# Records to use start

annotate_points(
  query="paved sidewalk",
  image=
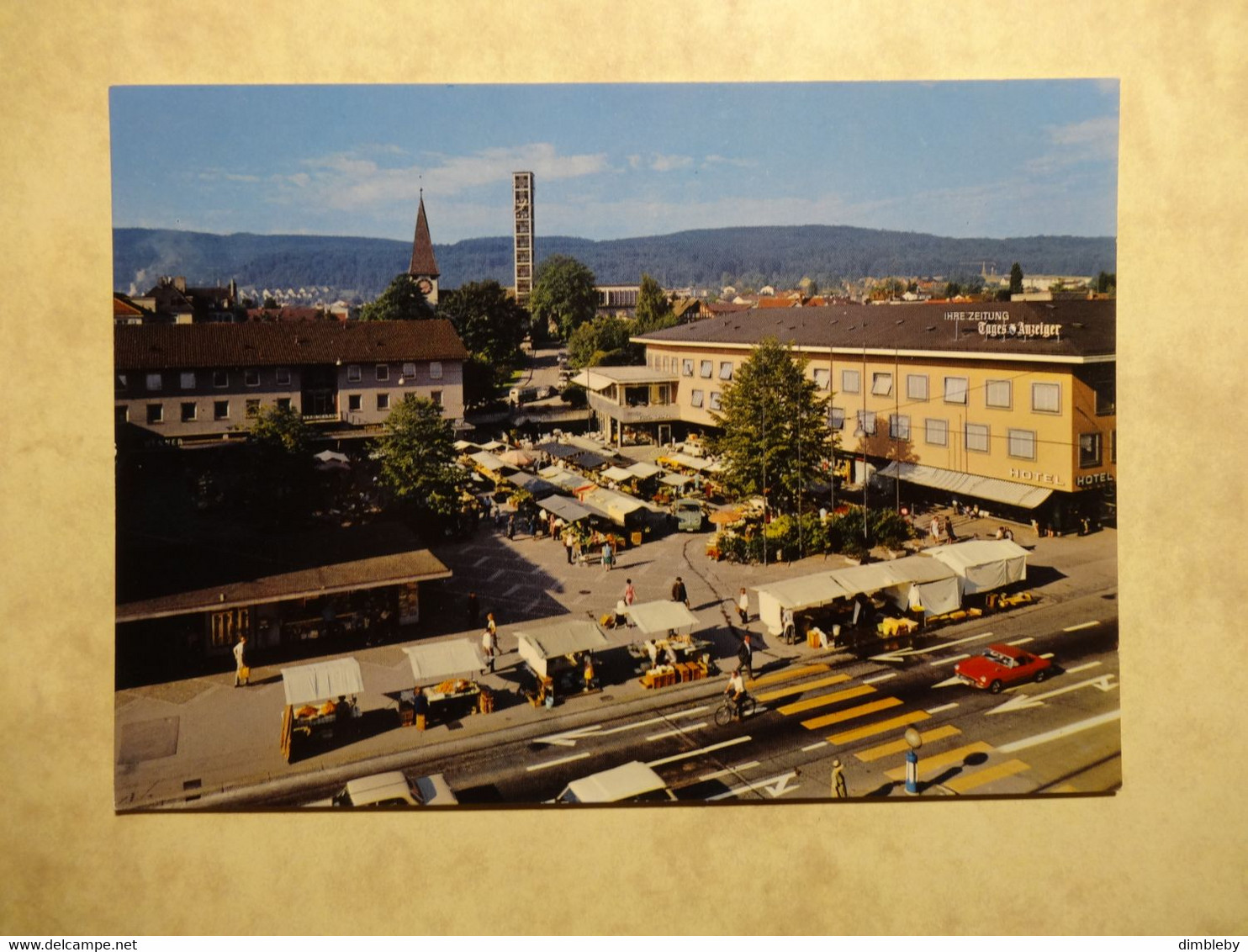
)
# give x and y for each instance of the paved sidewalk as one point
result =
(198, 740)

# Records to use end
# Records to use start

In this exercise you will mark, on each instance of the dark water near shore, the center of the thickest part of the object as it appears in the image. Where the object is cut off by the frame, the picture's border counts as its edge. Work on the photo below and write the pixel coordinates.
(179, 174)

# Records to use end
# Records to use start

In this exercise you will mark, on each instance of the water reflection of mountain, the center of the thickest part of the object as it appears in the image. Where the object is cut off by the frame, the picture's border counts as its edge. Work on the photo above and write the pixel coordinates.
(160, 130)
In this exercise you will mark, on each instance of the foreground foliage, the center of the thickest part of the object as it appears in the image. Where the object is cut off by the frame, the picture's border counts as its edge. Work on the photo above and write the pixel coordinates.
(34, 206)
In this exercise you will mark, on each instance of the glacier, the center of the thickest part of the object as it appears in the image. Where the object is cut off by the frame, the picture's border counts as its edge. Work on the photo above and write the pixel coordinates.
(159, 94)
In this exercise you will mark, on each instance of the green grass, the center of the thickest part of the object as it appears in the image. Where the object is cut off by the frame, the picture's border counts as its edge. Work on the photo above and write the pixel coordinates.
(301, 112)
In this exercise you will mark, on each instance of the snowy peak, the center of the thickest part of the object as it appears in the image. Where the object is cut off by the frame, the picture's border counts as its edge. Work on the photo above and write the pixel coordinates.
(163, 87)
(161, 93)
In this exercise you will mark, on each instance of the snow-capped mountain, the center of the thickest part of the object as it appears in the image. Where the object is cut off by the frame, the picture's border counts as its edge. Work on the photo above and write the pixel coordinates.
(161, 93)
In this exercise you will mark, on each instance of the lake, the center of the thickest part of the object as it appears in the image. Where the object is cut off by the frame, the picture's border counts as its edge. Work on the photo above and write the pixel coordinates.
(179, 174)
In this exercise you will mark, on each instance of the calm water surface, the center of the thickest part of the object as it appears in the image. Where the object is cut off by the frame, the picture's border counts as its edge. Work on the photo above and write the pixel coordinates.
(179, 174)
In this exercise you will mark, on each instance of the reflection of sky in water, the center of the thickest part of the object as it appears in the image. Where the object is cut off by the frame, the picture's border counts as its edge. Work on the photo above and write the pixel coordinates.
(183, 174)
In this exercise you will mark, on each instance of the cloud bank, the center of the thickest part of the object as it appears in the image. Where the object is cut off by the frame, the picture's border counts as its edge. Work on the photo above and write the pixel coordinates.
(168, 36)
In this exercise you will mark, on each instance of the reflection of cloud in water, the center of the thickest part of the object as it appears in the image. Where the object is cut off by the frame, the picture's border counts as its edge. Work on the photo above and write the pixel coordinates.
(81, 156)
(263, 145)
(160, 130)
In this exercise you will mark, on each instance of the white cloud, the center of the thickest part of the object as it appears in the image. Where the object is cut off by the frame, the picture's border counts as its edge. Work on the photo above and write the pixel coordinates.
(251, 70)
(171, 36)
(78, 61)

# Records to use end

[Work required]
Copy out each line of the material above that contains the string "sidewalk".

[The reply]
  query="paved sidewalk",
# give x and y for each instance of the paved sidewalk as one point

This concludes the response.